··· Available data
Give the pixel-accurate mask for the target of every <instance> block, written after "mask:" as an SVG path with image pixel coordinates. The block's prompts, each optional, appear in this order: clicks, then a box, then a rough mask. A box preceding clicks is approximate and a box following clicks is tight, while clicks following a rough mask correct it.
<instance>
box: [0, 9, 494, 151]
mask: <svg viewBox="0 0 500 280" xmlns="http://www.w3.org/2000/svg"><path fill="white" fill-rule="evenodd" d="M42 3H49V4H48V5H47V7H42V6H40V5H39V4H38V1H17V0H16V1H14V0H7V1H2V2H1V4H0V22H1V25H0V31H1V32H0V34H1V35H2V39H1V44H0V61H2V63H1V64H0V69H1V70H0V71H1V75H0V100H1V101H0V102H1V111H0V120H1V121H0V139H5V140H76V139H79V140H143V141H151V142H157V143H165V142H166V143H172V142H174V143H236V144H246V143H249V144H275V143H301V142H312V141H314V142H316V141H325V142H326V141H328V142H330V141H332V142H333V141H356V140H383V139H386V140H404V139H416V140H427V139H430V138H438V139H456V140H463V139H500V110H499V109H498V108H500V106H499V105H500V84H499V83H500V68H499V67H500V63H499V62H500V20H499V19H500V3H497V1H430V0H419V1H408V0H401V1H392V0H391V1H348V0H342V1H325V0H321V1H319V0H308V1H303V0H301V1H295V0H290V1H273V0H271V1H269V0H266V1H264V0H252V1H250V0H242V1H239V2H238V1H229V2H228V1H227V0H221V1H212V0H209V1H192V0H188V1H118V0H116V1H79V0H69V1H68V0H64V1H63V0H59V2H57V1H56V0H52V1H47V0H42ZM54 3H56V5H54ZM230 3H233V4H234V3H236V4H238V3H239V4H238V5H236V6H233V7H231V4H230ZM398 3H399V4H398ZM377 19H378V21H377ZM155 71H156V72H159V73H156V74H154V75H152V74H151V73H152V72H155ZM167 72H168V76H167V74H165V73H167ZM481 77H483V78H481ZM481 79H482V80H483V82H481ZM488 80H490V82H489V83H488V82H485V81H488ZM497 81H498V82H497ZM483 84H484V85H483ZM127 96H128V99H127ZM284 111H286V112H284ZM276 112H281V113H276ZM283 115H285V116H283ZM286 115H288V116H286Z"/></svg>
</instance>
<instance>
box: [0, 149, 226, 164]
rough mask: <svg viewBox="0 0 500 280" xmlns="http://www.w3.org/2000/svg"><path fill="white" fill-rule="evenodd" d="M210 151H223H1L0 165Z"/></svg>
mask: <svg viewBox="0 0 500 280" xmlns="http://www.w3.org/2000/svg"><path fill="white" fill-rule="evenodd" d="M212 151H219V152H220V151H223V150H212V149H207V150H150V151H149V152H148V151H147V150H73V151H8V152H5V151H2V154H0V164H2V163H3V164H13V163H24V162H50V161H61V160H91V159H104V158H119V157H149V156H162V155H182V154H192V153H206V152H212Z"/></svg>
······
### [Assignment]
Copy the lines above, replacing "clicks" with "points" wherever it appears and leaving everything else unchanged.

### [Final answer]
Give the pixel-accurate mask for the target of every <instance> block, written after "mask:" as an SVG path with image pixel coordinates. The block's prompts, each optional, appear in this order: points, then a box, then a rough mask. A box preceding points is approximate and a box following points is tight, while points following a rough mask correct it.
<instance>
box: [0, 9, 494, 151]
mask: <svg viewBox="0 0 500 280" xmlns="http://www.w3.org/2000/svg"><path fill="white" fill-rule="evenodd" d="M42 3H49V4H48V5H47V7H42V6H40V5H39V4H38V1H17V0H16V1H14V0H7V1H2V2H1V4H0V22H1V25H0V31H1V32H0V34H1V35H2V39H1V44H0V61H2V63H1V64H0V69H1V70H0V71H1V75H0V100H1V101H0V102H1V111H0V120H1V121H0V139H5V140H76V139H79V140H143V141H151V142H157V143H165V142H166V143H172V142H174V143H236V144H246V143H249V144H275V143H301V142H312V141H314V142H316V141H325V142H326V141H328V142H330V141H332V142H333V141H356V140H383V139H386V140H404V139H416V140H427V139H430V138H438V139H456V140H463V139H500V110H499V109H498V108H500V106H499V105H500V84H499V83H500V68H499V67H500V63H499V62H500V20H499V19H500V3H497V1H430V0H419V1H408V0H401V1H392V0H391V1H348V0H342V1H325V0H321V1H319V0H308V1H303V0H301V1H295V0H290V1H273V0H271V1H269V0H266V1H264V0H252V1H250V0H242V1H239V2H238V1H229V2H228V1H227V0H221V1H212V0H209V1H192V0H188V1H118V0H116V1H79V0H69V1H68V0H64V1H63V0H59V2H57V1H56V0H52V1H47V0H42ZM54 3H56V5H54ZM230 3H233V4H234V3H236V4H238V3H239V4H238V5H236V6H233V7H231V4H230ZM398 3H399V4H398ZM377 19H378V21H377ZM155 71H156V72H159V73H156V74H154V75H152V74H151V73H152V72H155ZM167 72H168V76H167V74H165V73H167ZM481 77H483V78H481ZM481 79H482V80H483V82H481ZM488 80H490V82H489V83H488V82H485V81H488ZM497 81H498V82H497ZM483 84H484V85H483ZM127 96H128V99H127ZM284 111H286V112H284ZM276 112H281V113H276ZM283 115H285V116H283ZM286 115H288V116H286Z"/></svg>
</instance>
<instance>
box: [0, 149, 226, 164]
rough mask: <svg viewBox="0 0 500 280" xmlns="http://www.w3.org/2000/svg"><path fill="white" fill-rule="evenodd" d="M210 151H223H1L0 165Z"/></svg>
mask: <svg viewBox="0 0 500 280" xmlns="http://www.w3.org/2000/svg"><path fill="white" fill-rule="evenodd" d="M212 151H219V152H220V151H223V150H212V149H207V150H150V151H149V152H148V151H147V150H73V151H8V152H5V151H2V154H0V164H2V163H3V164H13V163H24V162H50V161H61V160H91V159H104V158H119V157H149V156H162V155H182V154H192V153H206V152H212Z"/></svg>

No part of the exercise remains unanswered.